A former schoolmate at Columbia University in New York, a Sudanese-American, sent me a text soon after the Black Stars were beaten by Sudan in their AFCON qualifiers in Libya, a neutral ground. The message reads: “APPIAH FOR PRESIDENT OF SUDAN”!
Referencing the chaotic political nature in Sudan which has made it impossible for the team to play in their own country, he said the victory was “something to be happy about given the circumstances; otherwise, everything else is gloomy”.
And as if by design, other Sudanese friends bombarded me with messages of how important the victory meant for them. “Football has come to Sudan,” another said. We responded with laughing emojis, despite the brief pain I felt.
I consider the relationship with the Black Stars as an abusive one; and for years, kept a love and hate postsure toward them. But Tuesday hurt. It hurts not because they lost or anything – it has to do with avoidable actions that had brought the team and our football into a complete mess.
One of the fall-outs from the game is the competence of the coach, Otto Addo, a former international. Some believe he is not fit for the job but was appointed by the FA boss Kurt Okraku, who set aside his own criteria for getting a new coach and got the former Dortmund Youth Coach to handle the team.
But the truth is, if we are honest, the current system we have and how we operate, even if you bring Pep, Tuchel or any of the high profile coaches around the world, they won’t succeed in this job. You can’t tell me Otto Addo who works with Dortmund, arguably one of the most successful clubs in world football, doesn’t know his left and right.

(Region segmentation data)
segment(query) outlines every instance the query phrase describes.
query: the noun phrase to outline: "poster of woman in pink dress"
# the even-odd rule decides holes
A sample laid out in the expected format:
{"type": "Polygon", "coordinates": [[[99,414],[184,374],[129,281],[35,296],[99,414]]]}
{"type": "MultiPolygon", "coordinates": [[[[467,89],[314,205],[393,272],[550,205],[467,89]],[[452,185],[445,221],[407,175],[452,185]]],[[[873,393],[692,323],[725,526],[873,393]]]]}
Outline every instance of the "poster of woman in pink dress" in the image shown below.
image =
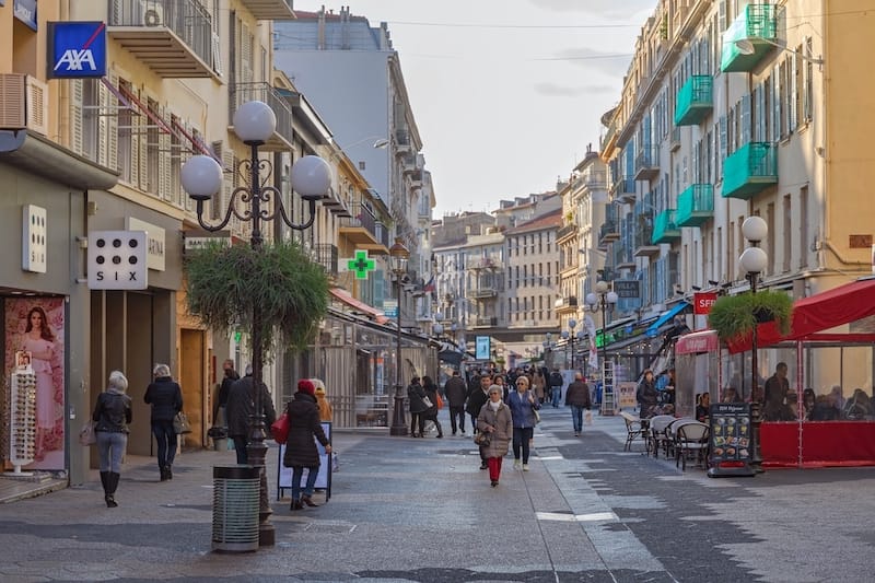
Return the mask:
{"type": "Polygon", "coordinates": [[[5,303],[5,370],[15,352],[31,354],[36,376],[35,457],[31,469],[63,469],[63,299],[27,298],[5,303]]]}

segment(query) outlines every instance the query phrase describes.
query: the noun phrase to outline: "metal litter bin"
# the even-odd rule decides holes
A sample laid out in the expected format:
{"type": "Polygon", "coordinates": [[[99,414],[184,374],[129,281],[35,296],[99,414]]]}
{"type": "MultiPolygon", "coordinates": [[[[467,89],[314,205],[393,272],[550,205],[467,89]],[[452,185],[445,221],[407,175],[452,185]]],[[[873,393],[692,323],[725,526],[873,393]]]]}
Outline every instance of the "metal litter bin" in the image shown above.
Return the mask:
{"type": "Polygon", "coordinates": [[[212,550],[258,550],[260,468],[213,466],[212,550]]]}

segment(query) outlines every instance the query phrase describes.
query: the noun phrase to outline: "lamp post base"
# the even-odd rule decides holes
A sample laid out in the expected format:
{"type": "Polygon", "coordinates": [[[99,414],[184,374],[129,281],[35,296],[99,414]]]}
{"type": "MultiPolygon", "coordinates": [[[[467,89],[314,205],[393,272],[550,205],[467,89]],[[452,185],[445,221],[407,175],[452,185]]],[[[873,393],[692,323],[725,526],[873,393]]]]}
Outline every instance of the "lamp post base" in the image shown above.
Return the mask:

▸ **Brief A**: From the commentary on the Black Stars' loss to Sudan, extract the part that opens with the words containing "I consider the" and closes with "a complete mess.".
▸ **Brief B**:
Answer the following from the commentary on the Black Stars' loss to Sudan:
(i) In which country was the qualifier against Sudan played?
(ii) Who is said to have appointed Otto Addo as coach?
(iii) With which club does Otto Addo work?

▸ **Task answer A**:
I consider the relationship with the Black Stars as an abusive one; and for years, kept a love and hate postsure toward them. But Tuesday hurt. It hurts not because they lost or anything – it has to do with avoidable actions that had brought the team and our football into a complete mess.

▸ **Task answer B**:
(i) Libya, a neutral ground.
(ii) The FA boss, Kurt Okraku.
(iii) Dortmund.